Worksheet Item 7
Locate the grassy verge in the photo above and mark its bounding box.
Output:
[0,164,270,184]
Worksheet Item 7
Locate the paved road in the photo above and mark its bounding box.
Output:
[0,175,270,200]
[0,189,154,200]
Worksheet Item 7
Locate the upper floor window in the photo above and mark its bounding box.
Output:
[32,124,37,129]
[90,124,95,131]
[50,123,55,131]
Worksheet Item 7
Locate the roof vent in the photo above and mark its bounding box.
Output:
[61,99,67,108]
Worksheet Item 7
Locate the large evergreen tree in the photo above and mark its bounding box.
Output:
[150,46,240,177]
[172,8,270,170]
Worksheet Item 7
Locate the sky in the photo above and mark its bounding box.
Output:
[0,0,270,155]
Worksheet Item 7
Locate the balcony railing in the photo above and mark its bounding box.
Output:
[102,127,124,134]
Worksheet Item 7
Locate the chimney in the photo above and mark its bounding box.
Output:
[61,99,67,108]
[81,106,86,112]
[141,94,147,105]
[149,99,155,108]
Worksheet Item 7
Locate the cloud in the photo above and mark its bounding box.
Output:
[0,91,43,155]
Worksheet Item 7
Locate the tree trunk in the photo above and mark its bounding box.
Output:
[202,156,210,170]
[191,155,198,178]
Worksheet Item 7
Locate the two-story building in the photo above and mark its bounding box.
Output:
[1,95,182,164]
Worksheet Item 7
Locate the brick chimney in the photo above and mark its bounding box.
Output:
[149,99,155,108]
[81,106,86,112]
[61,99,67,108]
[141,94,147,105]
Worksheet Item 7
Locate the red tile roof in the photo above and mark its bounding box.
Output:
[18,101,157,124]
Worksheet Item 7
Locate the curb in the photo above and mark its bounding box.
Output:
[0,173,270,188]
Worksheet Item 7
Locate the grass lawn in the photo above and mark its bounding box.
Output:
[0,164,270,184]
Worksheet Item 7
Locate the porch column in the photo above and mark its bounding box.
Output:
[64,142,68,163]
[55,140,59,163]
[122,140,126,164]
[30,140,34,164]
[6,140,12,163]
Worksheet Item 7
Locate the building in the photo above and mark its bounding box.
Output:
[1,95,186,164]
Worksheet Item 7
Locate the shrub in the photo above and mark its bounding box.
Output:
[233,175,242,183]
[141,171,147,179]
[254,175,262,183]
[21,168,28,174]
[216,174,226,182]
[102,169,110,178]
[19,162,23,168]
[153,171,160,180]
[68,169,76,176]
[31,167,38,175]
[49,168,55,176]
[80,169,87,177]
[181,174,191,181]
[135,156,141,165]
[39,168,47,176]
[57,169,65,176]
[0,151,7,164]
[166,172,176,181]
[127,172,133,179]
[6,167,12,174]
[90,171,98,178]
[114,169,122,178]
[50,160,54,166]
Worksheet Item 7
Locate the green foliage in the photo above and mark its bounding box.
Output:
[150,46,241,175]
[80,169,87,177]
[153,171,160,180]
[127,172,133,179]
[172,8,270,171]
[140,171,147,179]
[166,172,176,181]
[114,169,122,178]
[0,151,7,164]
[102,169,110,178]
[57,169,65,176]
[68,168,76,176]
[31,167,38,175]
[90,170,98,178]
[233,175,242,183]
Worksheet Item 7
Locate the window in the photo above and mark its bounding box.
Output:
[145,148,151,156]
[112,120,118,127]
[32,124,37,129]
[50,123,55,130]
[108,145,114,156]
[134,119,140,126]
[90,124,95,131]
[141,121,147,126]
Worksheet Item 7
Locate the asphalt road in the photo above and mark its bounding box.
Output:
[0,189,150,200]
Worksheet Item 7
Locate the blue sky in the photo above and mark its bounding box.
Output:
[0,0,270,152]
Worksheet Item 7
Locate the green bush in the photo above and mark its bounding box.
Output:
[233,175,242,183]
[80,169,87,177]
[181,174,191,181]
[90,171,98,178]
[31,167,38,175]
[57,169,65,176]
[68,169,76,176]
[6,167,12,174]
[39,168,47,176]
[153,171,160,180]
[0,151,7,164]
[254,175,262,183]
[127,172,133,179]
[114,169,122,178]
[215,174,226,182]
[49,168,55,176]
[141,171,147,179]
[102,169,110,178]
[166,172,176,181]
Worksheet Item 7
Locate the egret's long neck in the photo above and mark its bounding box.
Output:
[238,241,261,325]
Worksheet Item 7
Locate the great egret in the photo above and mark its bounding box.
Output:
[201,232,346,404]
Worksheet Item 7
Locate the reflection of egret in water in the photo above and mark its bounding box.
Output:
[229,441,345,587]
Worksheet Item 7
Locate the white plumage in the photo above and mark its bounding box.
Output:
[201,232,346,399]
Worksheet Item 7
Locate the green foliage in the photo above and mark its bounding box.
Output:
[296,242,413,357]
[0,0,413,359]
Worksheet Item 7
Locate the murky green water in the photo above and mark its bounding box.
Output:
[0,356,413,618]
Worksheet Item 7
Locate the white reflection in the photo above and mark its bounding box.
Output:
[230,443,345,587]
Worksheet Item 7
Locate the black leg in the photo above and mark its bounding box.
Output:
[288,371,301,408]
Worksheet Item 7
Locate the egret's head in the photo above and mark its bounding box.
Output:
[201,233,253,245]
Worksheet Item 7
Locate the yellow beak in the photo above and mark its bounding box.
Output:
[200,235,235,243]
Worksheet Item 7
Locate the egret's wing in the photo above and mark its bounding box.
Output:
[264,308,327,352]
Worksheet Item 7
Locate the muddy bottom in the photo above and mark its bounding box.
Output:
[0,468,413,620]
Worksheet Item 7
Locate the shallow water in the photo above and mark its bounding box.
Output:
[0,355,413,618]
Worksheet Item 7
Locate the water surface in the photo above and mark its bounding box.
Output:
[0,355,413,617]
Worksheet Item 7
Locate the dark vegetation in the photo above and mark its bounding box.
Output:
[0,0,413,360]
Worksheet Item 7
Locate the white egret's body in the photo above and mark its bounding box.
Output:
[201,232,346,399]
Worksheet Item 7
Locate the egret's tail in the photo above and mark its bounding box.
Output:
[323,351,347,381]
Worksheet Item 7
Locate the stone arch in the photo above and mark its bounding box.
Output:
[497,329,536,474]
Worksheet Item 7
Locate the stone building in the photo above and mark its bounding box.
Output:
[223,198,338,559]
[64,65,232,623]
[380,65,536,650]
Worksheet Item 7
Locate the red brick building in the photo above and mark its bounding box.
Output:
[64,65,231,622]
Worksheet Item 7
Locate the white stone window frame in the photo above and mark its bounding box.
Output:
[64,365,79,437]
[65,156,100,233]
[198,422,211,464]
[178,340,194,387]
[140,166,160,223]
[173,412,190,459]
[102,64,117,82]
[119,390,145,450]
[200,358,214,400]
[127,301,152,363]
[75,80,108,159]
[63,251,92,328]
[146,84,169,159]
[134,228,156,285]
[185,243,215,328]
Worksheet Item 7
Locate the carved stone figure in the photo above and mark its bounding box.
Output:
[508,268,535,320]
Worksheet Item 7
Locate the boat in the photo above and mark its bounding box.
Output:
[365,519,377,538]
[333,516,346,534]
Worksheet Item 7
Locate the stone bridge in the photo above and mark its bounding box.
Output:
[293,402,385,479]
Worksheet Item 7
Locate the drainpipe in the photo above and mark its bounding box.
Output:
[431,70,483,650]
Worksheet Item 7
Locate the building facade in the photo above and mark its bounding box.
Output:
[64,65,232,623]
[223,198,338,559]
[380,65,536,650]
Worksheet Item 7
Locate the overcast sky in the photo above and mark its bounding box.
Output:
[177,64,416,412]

- _Required task_
Write out all the records above again, swapping every "Locate" for "Find" and keeping everything else the same.

- _Output of the exercise_
Worksheet Item 7
Find the grassy verge in the photo above and mark its bounding box.
Output:
[0,164,270,184]
Worksheet Item 7
Find the paved road in the photo above and mark its bounding box.
Output:
[0,175,270,200]
[0,189,154,200]
Worksheet Item 7
Find the upper floor window in the photo above and mark its bounding box.
Output:
[32,124,37,129]
[90,124,95,131]
[50,123,55,131]
Worksheet Item 7
Find the roof vent in the photo above and mark its bounding box.
Output:
[61,99,67,108]
Worksheet Item 7
Find the large evergreen tree in the photo above and mark its bounding box.
Output:
[150,46,240,177]
[172,8,270,170]
Worksheet Item 7
Find the sky in the photo above and mark its bounding box.
Output:
[0,0,270,155]
Worksheet Item 7
Find the balcony railing in the photo above and mark its bounding box.
Output:
[102,127,124,134]
Worksheet Item 7
Find the chimney in the photo above and mark its bounding box.
Output:
[61,99,67,108]
[81,106,86,112]
[141,94,147,105]
[149,99,155,108]
Worksheet Item 7
Find the cloud in the photo above and mark its bounding box.
Output:
[0,91,43,155]
Worksheet Item 7
Find the tree trunk in the photo above and mark its bounding box.
Output:
[202,156,210,170]
[191,155,198,178]
Worksheet Item 7
Find the two-story building in the photo above and mark its bounding box.
Output:
[1,95,182,164]
Worksheet Item 7
Find the brick chimney in the photo above and mark its bounding box.
Output:
[149,99,155,108]
[81,106,86,112]
[61,99,67,108]
[141,94,147,105]
Worksheet Item 7
Find the red tile roof in the photo above and mark its bounding box.
Output:
[18,101,157,124]
Worksheet Item 7
Find the curb in the photo above and mark its bounding box.
Output:
[0,173,270,188]
Worksheet Item 7
Find the grass lawn in the photo above and mark its bounding box.
Output:
[0,164,270,184]
Worksheet Item 7
Find the porch column in the photo above and mark its bounding box.
Output:
[64,142,68,163]
[55,140,59,163]
[122,140,126,164]
[30,140,34,164]
[6,140,12,163]
Worksheet Item 7
Find the building in the photo above and mark its bounding box.
Output:
[1,95,186,164]
Worksheet Item 7
Find the shrub in the photo above and mark its bounding box.
Output:
[233,175,242,183]
[141,171,147,179]
[254,175,262,183]
[21,168,28,174]
[216,174,226,182]
[102,169,110,178]
[19,162,23,168]
[153,171,160,180]
[68,169,76,176]
[31,167,38,175]
[49,168,55,176]
[80,169,87,177]
[181,174,191,181]
[135,156,141,165]
[39,168,47,176]
[57,169,65,176]
[0,151,7,164]
[166,172,176,181]
[127,172,133,179]
[6,167,12,174]
[90,171,98,178]
[114,169,122,178]
[50,160,54,166]
Worksheet Item 7
Find the green foliage in the photo above and mark its bounding box.
Output:
[150,46,241,175]
[80,169,87,177]
[153,171,160,180]
[127,172,133,179]
[172,8,270,171]
[140,171,147,179]
[166,172,176,181]
[114,169,122,178]
[0,151,7,164]
[102,169,110,178]
[57,169,65,176]
[68,168,76,176]
[31,167,38,175]
[90,170,98,178]
[233,175,242,183]
Worksheet Item 7
Find the window in the photo above and mark its bounding box.
Output:
[145,148,151,156]
[112,120,118,127]
[32,124,37,129]
[50,123,55,130]
[108,145,114,156]
[134,119,140,126]
[90,124,95,131]
[141,121,147,126]
Worksheet Item 7
Find the asphalt road in the photo above and mark its bounding box.
Output:
[0,189,150,200]
Worksheet Item 7
Find the blue sky in the photo above and mark its bounding box.
Output:
[0,0,270,152]
Worksheet Item 7
Find the green bush in the photo above and mark its bounding box.
Output:
[233,175,242,183]
[80,169,87,177]
[181,174,191,181]
[90,171,98,178]
[31,167,38,175]
[57,169,65,176]
[68,169,76,176]
[6,167,12,174]
[39,168,47,176]
[153,171,160,180]
[0,151,7,164]
[254,175,262,183]
[127,172,133,179]
[114,169,122,178]
[215,174,226,182]
[49,168,55,176]
[141,171,147,179]
[102,169,110,178]
[166,172,176,181]
Worksheet Item 7
Find the egret's long neck in the photo above and mark its bounding box.
Output:
[238,241,261,325]
Worksheet Item 7
Find the great egret in the photo above and mark its bounding box.
Output:
[201,232,346,404]
Worksheet Item 7
Find the reflection of egret in water in the photo above and mark its bounding box.
Output:
[229,441,345,587]
Worksheet Item 7
Find the white plumage in the photo above and mark its bounding box.
Output:
[201,232,346,399]
Worksheet Item 7
Find the green foliage in the photo above and mark its bounding box.
Output:
[296,242,413,357]
[0,0,413,359]
Worksheet Item 7
Find the murky green water in the photo above and mark its bounding box.
Output:
[0,356,413,618]
Worksheet Item 7
Find the white reflection in the photo above and mark its bounding box.
Output:
[230,443,345,587]
Worksheet Item 7
Find the black leg in the photo above and mark its bounding box.
Output:
[288,371,301,408]
Worksheet Item 7
Find the egret's head in the photo above and mark its bounding box.
Output:
[201,233,253,245]
Worksheet Item 7
Find the yellow beak in the photo above and mark its bounding box.
Output:
[200,235,235,243]
Worksheet Item 7
Find the egret's wing in the photo above and mark its bounding box.
Output:
[264,308,327,352]
Worksheet Item 7
Find the muddy bottom in the photo above and mark its bounding box.
Output:
[0,468,413,620]
Worksheet Item 7
Find the shallow water in the photo above and mark its bounding box.
Output:
[0,355,413,618]
Worksheet Item 7
Find the water surface in the photo above and mark its bounding box.
Output:
[0,355,413,617]
Worksheet Item 7
Find the dark vegetation in the photo above and mark its bounding box.
Output:
[0,0,413,360]
Worksheet Item 7
Find the white egret's body in the photo above and mark its bounding box.
Output:
[201,232,346,399]
Worksheet Item 7
Find the egret's tail in the photo above and mark its bounding box.
Output:
[323,351,347,381]
Worksheet Item 7
Find the stone arch in the photo above and mark its bounding box.
Output:
[497,329,536,474]
Worksheet Item 7
Find the stone building in the photo above and mark its bounding box.
Output:
[223,198,338,559]
[64,65,232,623]
[380,65,536,650]
Worksheet Item 7
Find the red brick building in the photo above and mark its bounding box.
Output:
[64,65,231,622]
Worksheet Item 7
Find the white stone window frame in the photo above and mark its bounding box.
Output:
[64,365,79,437]
[65,156,100,233]
[198,422,211,464]
[178,340,194,387]
[140,166,160,223]
[173,412,190,459]
[102,64,117,82]
[119,390,145,450]
[200,358,214,400]
[127,301,152,363]
[75,80,108,159]
[63,251,92,328]
[146,84,169,159]
[134,228,156,285]
[185,243,215,328]
Worksheet Item 7
Find the carved stone figure in the photo above and mark its bounding box.
Output:
[508,268,535,320]
Worksheet Item 7
Find the boat in the photo above and mark its bounding box.
Output:
[365,519,377,538]
[333,516,346,534]
Worksheet Item 7
Find the stone bridge in the photo above and mark its bounding box.
Output:
[293,402,385,479]
Worksheet Item 7
Find the drainpipe in the photo above and mark its bounding box.
Output:
[431,70,483,650]
Worksheet Item 7
Find the building facade in the photo above and mark its bounding box.
Output:
[64,65,232,623]
[223,198,338,559]
[380,65,536,650]
Worksheet Item 7
Find the overcast sky in the photo above and mark its bounding box.
Output:
[177,64,416,412]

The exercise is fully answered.